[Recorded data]

[start]

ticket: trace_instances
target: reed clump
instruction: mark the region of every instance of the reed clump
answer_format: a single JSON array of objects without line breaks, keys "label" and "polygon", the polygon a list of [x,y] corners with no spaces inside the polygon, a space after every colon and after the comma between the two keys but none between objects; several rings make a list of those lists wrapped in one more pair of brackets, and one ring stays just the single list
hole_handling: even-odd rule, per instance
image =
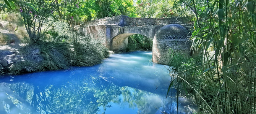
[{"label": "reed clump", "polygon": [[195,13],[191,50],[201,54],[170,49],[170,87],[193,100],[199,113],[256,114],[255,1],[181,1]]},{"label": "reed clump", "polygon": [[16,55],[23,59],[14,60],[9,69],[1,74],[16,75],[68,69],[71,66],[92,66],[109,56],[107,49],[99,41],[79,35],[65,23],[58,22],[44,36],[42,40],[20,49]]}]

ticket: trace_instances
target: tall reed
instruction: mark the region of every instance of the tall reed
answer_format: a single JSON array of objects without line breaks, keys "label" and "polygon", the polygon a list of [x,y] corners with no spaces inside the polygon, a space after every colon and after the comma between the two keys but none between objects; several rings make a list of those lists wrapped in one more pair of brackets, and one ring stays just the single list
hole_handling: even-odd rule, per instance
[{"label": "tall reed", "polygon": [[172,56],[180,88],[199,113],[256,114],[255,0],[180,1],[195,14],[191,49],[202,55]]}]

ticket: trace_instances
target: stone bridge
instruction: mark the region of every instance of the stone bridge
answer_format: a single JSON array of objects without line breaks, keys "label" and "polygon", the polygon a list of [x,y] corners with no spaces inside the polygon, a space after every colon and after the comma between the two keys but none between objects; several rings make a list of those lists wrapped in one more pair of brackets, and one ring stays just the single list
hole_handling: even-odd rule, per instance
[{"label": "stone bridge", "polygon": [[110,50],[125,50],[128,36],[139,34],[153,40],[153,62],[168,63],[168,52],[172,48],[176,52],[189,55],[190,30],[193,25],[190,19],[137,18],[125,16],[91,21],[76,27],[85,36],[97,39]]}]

[end]

Filter the records above down to the lines that contain the string "bridge", treating uppercase and lowercase as different, and copy each of those lines.

RESPONSE TO THE TASK:
target: stone bridge
instruction: mark the region of every instance of the stone bridge
[{"label": "stone bridge", "polygon": [[110,50],[125,50],[128,36],[139,34],[153,40],[153,62],[168,63],[168,52],[172,48],[176,52],[189,55],[190,30],[193,25],[190,19],[137,18],[125,16],[91,21],[76,27],[85,36],[97,39]]}]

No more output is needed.